▶ **UITTREKSEL GEGEVENS**:
────────

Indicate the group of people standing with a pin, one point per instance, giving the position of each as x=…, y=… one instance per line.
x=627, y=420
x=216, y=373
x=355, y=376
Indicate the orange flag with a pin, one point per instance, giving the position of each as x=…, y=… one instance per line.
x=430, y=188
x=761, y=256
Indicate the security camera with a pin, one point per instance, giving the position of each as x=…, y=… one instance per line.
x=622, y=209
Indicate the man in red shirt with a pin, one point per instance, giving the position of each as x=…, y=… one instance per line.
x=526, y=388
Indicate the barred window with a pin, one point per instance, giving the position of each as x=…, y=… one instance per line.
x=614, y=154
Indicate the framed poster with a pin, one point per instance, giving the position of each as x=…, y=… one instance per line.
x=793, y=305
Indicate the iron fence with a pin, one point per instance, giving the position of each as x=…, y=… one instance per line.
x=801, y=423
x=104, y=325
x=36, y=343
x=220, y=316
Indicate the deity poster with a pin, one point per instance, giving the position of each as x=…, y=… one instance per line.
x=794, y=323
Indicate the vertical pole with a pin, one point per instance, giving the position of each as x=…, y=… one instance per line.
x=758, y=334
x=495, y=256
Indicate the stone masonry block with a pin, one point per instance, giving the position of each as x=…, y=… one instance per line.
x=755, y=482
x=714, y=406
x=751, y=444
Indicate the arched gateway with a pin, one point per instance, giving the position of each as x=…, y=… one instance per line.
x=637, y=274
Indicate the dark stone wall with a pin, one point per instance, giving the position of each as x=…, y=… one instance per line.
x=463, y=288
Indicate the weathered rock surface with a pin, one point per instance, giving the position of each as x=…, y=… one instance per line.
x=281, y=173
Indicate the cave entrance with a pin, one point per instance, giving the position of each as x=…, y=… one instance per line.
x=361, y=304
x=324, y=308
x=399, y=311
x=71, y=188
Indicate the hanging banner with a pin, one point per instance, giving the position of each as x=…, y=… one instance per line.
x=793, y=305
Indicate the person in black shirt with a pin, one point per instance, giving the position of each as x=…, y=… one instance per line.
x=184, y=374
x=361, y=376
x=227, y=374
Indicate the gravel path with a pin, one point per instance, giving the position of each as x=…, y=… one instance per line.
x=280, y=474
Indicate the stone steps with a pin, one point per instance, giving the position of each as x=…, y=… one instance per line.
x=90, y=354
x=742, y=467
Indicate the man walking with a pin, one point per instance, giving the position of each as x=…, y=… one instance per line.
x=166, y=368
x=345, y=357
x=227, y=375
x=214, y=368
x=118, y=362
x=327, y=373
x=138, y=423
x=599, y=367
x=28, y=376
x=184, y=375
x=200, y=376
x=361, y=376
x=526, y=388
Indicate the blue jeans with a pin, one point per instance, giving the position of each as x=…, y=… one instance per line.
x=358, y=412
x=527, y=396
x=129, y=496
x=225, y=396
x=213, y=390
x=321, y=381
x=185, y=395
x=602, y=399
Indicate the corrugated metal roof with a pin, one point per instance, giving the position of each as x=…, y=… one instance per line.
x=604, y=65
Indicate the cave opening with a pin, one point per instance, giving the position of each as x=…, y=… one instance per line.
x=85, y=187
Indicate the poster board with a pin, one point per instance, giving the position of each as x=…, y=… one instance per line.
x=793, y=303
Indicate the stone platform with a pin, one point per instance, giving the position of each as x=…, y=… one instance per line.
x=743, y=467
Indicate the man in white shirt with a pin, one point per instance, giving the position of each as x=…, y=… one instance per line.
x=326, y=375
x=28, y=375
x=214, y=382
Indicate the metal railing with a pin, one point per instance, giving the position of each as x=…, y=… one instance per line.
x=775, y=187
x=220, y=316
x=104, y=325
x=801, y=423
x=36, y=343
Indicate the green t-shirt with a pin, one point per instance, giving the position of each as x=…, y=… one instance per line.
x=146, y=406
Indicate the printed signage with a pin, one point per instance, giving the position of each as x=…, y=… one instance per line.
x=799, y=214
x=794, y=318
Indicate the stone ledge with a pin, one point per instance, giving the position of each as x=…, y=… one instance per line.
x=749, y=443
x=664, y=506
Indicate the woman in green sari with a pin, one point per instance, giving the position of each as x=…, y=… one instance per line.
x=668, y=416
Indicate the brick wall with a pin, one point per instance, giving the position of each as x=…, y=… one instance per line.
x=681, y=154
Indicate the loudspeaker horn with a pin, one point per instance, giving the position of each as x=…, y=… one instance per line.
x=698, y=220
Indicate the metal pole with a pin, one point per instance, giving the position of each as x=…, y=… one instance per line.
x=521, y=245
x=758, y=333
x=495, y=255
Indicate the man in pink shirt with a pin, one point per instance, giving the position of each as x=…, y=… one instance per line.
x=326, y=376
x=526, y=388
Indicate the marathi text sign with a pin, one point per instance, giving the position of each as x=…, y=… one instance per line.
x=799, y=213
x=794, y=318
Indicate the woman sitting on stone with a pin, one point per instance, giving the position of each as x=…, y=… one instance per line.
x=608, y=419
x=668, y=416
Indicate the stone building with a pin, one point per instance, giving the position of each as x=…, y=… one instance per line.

────────

▶ **SCHRIFTELIJKE OPDRACHT**: Geef alle regels van de lijst hierboven weer als genummerde opsomming, zonder lege regels.

▶ **DE UITVOER**:
1. Indicate the group of people standing with a pin, one point per instance, giving the position of each as x=…, y=… one instance per line.
2. x=627, y=420
3. x=216, y=373
4. x=355, y=376
5. Indicate the orange flag with a pin, one point per instance, giving the position of each as x=…, y=… one instance per line.
6. x=430, y=188
7. x=761, y=256
8. Indicate the security camera with a pin, one point per instance, giving the position of each as x=…, y=… one instance per line.
9. x=622, y=209
10. Indicate the man in red shirt with a pin, one point per instance, giving the position of each as x=…, y=… one instance per line.
11. x=526, y=388
12. Indicate the barred window with a pin, one point per instance, giving the position of each as x=…, y=… one instance per line.
13. x=614, y=154
14. Indicate the framed poster with a pin, one point per instance, giving the position of each as x=…, y=… one instance per line.
15. x=793, y=305
16. Indicate the iron fence with a pin, one point per instance, giving the position of each as x=…, y=… one instance per line.
17. x=801, y=423
18. x=104, y=325
19. x=36, y=343
20. x=220, y=316
21. Indicate the deity poster with a pin, one point per instance, giving the position of each as x=…, y=… one instance per line.
22. x=794, y=323
23. Indicate the vertical pole with a pin, one point per instance, giving the position of each as x=…, y=… one instance per line.
24. x=758, y=334
25. x=495, y=256
26. Indicate the stone masonry block with a pin, one point per instance, giving the position of each as x=…, y=… one instance per line.
27. x=755, y=482
28. x=714, y=406
29. x=751, y=444
30. Indicate the arched gateway with a pin, one point per instance, giving the position of each as x=…, y=… one instance per line.
31. x=637, y=274
32. Indicate the dark stone wall with a pin, one point per instance, giving the position of each as x=…, y=… one instance per line.
33. x=463, y=288
34. Indicate the weathered rock surface with a pin, one point per instance, giving the position of each as x=…, y=… one instance per line.
35. x=281, y=173
36. Indicate the cave entrance with a pin, one point per instance, giving the position of each as x=…, y=… one instance per line.
37. x=361, y=304
38. x=324, y=308
39. x=399, y=311
40. x=71, y=188
41. Indicate the hanging banner with a pin, one point per instance, giving the position of each as x=…, y=… one instance per line.
42. x=793, y=305
43. Indicate the person in black shirt with a pin, one point per instance, giving the position of each as x=…, y=… one instance per line.
44. x=184, y=374
45. x=361, y=376
46. x=227, y=374
47. Indicate the gravel path with a pin, one point per instance, giving the position of each as x=…, y=… one instance per line.
48. x=280, y=474
49. Indicate the stone steps with a pin, one point per instance, giving the position of each as x=…, y=… one instance per line.
50. x=90, y=354
51. x=742, y=467
52. Indicate the man walking with a pin, one point per instance, giving the position of each as x=…, y=… one instance per line.
53. x=166, y=368
54. x=345, y=357
55. x=227, y=375
56. x=214, y=368
57. x=118, y=362
58. x=327, y=373
59. x=138, y=423
60. x=599, y=367
61. x=28, y=376
62. x=184, y=375
63. x=200, y=376
64. x=361, y=376
65. x=526, y=388
66. Indicate the blue jeans with a pin, one point per instance, giving the position of each as x=…, y=… one instance per line.
67. x=358, y=412
68. x=527, y=396
69. x=129, y=496
70. x=225, y=396
71. x=213, y=390
72. x=321, y=381
73. x=185, y=395
74. x=602, y=399
75. Indicate the corrugated metal roof with a pin, one point per instance, giving the position of each as x=…, y=… one instance per line.
76. x=604, y=65
77. Indicate the cave opening with a pin, one point per instance, giving the position of each as x=…, y=… one instance per line.
78. x=85, y=187
79. Indicate the poster board with a pin, one point per instance, giving the position of each as x=…, y=… one instance per line.
80. x=793, y=303
81. Indicate the stone platform with a pin, one point per instance, giving the position of each as x=…, y=… one instance per line.
82. x=743, y=467
83. Indicate the man in white shirt with a pin, one point per instance, giving the position of each as x=…, y=… one instance per line.
84. x=326, y=375
85. x=28, y=375
86. x=214, y=382
87. Indicate the metal railing with a pin, one point per instance, giving the position of each as x=…, y=… one instance per line.
88. x=775, y=187
89. x=220, y=316
90. x=104, y=325
91. x=801, y=423
92. x=36, y=343
93. Indicate the green t-shirt with a pin, one point per instance, giving the position of each as x=…, y=… one instance per line.
94. x=146, y=406
95. Indicate the printed signage with a pin, one point per instance, giving the position of each as x=…, y=… one instance per line.
96. x=799, y=214
97. x=794, y=318
98. Indicate the stone ledge with a pin, one point per instance, giving the position of each as x=…, y=… one instance per line.
99. x=749, y=443
100. x=664, y=506
101. Indicate the woman in green sari with a pin, one point per instance, giving the position of each as x=…, y=… one instance per line.
102. x=668, y=416
103. Indicate the brick wall with a pin, one point per instance, giving the position of each as x=…, y=… one instance per line.
104. x=681, y=154
105. Indicate the loudspeaker horn with a pin, one point per instance, giving the position of each as x=…, y=… one instance per line.
106. x=698, y=220
107. Indicate the metal pole with a pin, one point per instance, giving the position of each as x=…, y=… one instance per line.
108. x=521, y=245
109. x=758, y=333
110. x=495, y=255
111. Indicate the man in pink shirt with a pin, one point per instance, giving the position of each as x=…, y=… one instance per line.
112. x=326, y=376
113. x=526, y=388
114. Indicate the marathi text sign with a pin, one point per instance, giving the position of each as x=…, y=… one instance per line.
115. x=799, y=213
116. x=794, y=318
117. Indicate the woman sitting on stone with a pin, one point per instance, giving the position of each as x=…, y=… one instance per line.
118. x=608, y=419
119. x=668, y=416
120. Indicate the stone building with a pin, one point per instance, giving the position of each as x=…, y=… one instance per line.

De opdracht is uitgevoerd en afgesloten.